Ivan Tors. Note the microscope. [Witticism needed for caption.]
Ergo the computers look like computers of the day and not Christmas toys. That is bland with nary an array of blinking lights to keep the audience awake. There are no voltmeters, retorts, or Tesla coils passing as advanced scientific equipment. The stock footage of rocket launches is well integrated into the props and effects. The pressure suits the flyboys wear are the real thing. The term 'astronaut' is not used.
There are no villains except for the off stage THEY. Space flight is hard enough without villains or papier-mâché spiders. Overcoming the laws of physics like gravity takes all the ingenuity there is. I certainly feel that way many a morning.
The fairground ride was in fact a centrifuge at USC which Tors got permission to use.
Lundigan getting G-forced for real.
Some of the other effects are not as good. The wires in the weightless scenes are visible.
While all the potential fliers are men, the Ice Blonde comes up with the core idea, and she is a mathematician not a coffee-maker. Like everyone else in the script she is a Doctor and the title is uttered at least fifty times by one character or another about or to another. Fifty at least, because the fraternity brother who was counting ran out of fingers (don’t ask) at that point. Of course, Icy is there to pair off with Stolid Bill though how he could melt her is a tribute the the screen writer’s imagination. By the way the writer is the redoubtable Sy Fyian Curt Siodmak. All hail!

------------------------

**TASK 1**. According to the film review, what was the fairground ride actually?
**TASK 2**. Please reproduce part of the film review word for word, beginning at "There are no villains" and stopping after "scenes are visible.".
**TASK 3**. Translate this sentence from the film review into Spanish: "The wires in the weightless scenes are visible."
Work only from the film review, with no outside knowledge.

------------------------

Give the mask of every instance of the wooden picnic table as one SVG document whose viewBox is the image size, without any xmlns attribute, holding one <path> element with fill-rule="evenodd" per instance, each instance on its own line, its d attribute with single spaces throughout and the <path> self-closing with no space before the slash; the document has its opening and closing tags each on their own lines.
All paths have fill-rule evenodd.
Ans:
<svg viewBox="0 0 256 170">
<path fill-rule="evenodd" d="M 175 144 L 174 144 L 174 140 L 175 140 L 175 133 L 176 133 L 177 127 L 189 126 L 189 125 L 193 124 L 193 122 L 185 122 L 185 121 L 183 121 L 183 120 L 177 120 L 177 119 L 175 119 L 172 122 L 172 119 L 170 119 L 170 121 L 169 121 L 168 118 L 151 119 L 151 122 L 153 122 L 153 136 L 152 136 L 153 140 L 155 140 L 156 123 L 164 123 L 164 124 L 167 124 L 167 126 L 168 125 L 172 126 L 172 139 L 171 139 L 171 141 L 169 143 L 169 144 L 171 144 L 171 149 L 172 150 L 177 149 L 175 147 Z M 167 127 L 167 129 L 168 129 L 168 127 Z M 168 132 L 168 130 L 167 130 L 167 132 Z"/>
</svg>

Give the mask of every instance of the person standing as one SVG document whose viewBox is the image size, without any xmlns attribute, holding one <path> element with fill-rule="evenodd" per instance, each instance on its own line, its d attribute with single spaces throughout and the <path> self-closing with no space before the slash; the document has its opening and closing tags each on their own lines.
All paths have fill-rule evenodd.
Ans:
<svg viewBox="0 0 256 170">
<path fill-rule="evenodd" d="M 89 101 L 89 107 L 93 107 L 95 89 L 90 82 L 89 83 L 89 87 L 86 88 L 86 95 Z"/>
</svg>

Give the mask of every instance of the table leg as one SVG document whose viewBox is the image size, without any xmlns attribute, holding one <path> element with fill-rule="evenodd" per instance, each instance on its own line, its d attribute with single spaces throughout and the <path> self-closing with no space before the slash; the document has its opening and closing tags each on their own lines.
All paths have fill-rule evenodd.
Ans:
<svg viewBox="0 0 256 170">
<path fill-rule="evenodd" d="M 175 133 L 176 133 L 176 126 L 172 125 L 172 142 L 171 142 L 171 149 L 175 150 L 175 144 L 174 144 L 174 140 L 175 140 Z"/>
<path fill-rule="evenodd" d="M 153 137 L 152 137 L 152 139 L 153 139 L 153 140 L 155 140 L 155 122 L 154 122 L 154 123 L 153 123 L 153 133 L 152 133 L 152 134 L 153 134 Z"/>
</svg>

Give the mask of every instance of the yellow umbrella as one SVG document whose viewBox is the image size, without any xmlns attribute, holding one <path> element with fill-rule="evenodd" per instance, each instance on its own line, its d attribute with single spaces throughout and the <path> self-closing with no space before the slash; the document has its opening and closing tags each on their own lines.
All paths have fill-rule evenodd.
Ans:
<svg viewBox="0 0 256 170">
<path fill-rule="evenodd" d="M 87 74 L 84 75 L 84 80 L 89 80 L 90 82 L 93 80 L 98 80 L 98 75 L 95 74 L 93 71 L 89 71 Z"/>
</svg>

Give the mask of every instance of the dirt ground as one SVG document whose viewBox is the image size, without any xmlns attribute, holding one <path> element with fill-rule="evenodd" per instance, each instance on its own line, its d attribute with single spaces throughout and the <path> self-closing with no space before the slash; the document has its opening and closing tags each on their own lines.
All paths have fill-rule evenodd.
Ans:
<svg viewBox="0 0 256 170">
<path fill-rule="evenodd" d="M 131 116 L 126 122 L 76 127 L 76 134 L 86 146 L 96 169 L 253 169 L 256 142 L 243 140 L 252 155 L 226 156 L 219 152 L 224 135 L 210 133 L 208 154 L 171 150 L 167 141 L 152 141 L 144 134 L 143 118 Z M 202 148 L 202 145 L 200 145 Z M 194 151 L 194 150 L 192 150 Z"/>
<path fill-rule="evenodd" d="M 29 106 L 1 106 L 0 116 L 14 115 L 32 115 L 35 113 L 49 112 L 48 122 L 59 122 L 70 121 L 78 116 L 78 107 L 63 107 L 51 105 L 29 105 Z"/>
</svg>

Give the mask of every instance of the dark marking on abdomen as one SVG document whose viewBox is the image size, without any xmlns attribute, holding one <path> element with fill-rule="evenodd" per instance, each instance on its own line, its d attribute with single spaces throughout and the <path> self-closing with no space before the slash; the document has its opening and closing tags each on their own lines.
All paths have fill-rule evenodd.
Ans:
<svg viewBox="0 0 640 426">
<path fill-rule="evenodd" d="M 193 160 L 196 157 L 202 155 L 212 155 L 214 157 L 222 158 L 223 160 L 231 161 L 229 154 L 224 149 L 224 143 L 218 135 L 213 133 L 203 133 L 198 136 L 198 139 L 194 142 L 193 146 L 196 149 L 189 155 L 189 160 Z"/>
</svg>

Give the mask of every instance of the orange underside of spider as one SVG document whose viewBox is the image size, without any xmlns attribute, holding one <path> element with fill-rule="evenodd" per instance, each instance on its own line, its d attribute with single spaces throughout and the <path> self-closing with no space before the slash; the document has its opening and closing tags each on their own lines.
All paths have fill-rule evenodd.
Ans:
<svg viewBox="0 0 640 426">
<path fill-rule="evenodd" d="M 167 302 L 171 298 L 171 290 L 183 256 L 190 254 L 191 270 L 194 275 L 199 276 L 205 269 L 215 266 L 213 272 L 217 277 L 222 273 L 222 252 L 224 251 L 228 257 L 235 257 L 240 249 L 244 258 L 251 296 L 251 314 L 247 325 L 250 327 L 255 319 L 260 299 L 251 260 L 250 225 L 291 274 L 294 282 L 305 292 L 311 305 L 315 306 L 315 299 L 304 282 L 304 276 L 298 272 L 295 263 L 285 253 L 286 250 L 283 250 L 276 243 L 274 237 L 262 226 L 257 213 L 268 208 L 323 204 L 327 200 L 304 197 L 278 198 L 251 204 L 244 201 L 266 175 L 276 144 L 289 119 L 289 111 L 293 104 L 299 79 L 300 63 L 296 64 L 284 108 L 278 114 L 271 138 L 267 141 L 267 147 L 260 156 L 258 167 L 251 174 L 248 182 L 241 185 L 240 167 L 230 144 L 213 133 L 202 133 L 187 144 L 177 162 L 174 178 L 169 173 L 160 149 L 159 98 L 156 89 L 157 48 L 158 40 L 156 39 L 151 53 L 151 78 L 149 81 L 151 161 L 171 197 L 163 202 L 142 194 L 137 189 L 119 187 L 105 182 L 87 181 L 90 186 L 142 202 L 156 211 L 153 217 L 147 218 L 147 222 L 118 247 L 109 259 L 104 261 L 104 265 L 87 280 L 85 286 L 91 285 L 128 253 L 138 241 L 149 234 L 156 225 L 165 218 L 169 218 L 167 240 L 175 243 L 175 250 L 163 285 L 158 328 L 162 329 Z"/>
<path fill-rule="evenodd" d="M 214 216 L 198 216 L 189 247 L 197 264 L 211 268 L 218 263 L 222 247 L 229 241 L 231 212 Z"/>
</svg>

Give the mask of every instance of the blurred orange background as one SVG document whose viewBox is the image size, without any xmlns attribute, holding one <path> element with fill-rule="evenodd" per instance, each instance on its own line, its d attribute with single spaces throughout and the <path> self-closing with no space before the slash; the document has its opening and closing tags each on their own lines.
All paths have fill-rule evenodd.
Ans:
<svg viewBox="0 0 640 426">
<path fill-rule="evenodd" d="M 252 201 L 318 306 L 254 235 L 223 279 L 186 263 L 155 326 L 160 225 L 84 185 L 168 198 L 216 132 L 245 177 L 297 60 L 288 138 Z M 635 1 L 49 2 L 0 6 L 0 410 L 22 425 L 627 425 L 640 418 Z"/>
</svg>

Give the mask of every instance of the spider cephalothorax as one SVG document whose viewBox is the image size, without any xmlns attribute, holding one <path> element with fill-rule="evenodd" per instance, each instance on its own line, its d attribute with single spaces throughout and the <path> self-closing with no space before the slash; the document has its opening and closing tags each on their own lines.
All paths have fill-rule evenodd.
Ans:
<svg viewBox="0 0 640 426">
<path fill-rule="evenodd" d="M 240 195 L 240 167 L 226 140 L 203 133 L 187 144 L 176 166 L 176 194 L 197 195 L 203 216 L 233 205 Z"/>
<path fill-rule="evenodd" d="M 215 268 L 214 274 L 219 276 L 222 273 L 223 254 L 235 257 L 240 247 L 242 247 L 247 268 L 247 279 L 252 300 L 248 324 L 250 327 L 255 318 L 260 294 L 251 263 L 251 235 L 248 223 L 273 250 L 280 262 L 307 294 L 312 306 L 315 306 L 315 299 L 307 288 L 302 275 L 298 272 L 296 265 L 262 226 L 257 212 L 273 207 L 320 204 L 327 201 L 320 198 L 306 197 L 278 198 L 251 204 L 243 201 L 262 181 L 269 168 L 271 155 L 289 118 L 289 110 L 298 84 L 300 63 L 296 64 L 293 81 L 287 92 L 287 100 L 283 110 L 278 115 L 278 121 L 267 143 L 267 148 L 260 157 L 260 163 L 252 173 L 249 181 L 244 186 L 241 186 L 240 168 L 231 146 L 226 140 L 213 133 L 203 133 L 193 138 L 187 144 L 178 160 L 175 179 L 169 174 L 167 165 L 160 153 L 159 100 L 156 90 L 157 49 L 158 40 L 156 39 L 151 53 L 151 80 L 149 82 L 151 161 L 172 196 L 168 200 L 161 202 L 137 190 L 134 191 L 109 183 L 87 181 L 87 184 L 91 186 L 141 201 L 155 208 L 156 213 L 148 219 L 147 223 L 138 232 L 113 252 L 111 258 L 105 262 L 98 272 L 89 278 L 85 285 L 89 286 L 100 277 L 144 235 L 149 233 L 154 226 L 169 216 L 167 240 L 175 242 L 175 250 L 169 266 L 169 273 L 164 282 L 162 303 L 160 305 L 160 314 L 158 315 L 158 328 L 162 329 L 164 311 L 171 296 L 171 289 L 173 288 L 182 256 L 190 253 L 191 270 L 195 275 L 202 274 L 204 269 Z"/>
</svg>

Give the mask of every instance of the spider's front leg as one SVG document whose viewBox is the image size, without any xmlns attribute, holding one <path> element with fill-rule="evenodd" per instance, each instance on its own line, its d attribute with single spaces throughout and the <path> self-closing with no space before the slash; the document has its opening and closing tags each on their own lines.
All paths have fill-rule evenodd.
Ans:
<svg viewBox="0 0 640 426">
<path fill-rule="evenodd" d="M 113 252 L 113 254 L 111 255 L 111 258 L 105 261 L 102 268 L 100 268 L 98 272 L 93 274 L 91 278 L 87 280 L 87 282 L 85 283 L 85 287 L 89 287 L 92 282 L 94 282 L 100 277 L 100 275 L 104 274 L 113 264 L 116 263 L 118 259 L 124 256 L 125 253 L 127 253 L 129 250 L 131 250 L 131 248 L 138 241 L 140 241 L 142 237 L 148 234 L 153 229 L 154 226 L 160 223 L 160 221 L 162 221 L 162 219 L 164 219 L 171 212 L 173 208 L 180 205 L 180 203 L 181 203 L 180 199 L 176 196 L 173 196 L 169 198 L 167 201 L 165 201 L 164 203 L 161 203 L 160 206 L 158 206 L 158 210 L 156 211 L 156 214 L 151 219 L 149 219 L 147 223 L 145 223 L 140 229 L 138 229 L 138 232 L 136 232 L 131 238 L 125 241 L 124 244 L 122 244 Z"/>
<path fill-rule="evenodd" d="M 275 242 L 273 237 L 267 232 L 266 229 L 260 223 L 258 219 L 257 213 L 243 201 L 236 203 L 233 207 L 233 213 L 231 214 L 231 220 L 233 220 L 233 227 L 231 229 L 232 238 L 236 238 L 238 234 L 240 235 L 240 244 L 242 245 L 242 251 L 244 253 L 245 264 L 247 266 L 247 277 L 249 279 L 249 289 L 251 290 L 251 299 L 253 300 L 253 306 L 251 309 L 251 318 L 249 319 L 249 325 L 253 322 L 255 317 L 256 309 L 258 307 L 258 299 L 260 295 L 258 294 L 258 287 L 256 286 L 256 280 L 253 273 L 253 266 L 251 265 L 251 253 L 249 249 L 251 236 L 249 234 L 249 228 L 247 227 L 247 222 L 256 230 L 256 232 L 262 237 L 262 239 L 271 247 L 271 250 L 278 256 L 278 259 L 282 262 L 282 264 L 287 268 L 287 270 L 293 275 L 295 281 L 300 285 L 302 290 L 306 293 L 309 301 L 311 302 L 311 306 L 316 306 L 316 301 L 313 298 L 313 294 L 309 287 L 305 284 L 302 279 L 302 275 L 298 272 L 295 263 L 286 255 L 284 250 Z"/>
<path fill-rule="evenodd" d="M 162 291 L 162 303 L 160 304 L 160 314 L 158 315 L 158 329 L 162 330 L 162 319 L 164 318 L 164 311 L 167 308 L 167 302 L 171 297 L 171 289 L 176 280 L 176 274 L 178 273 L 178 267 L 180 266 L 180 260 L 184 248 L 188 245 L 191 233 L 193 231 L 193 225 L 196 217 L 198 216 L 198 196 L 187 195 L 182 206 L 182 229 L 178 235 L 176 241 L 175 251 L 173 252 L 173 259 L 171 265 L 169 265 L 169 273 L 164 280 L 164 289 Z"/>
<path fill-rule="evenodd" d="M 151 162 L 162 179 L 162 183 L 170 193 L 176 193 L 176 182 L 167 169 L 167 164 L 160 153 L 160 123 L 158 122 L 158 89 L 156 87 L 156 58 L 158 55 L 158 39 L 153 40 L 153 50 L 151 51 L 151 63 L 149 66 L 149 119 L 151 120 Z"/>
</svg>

------------------------

**RESPONSE 1**. A centrifuge at USC that Tors got permission to use.

**RESPONSE 2**.
There are no villains except for the off stage THEY. Space flight is hard enough without villains or papier-mâché spiders. Overcoming the laws of physics like gravity takes all the ingenuity there is. I certainly feel that way many a morning.
The fairground ride was in fact a centrifuge at USC which Tors got permission to use.
Lundigan getting G-forced for real.
Some of the other effects are not as good. The wires in the weightless scenes are visible.

**RESPONSE 3**. Los cables en las escenas de ingravidez son visibles.